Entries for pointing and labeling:
***
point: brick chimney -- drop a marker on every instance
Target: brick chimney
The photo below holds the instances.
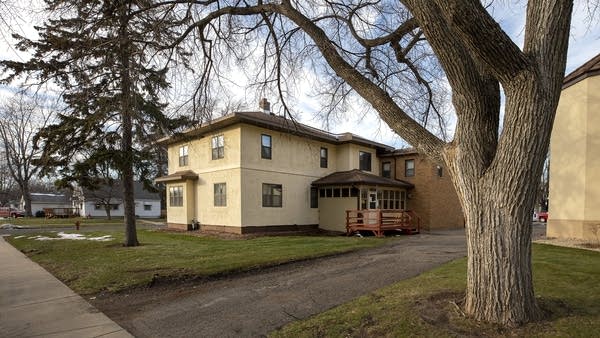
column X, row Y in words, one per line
column 265, row 105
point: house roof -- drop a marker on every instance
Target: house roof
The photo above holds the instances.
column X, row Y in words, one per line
column 355, row 176
column 115, row 191
column 49, row 198
column 590, row 68
column 177, row 176
column 273, row 122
***
**What to produce:**
Print all of the lines above exactly as they appear, omitting the pictures.

**Output:**
point: brick chimney -- drop a marker on every instance
Target: brick chimney
The photo below holds the instances.
column X, row Y in words, one per line
column 265, row 105
point: house roof -- drop a marker on every instance
Target: house roof
The photo above holds the instances.
column X, row Y in words, one per line
column 355, row 176
column 115, row 191
column 49, row 198
column 590, row 68
column 177, row 176
column 273, row 122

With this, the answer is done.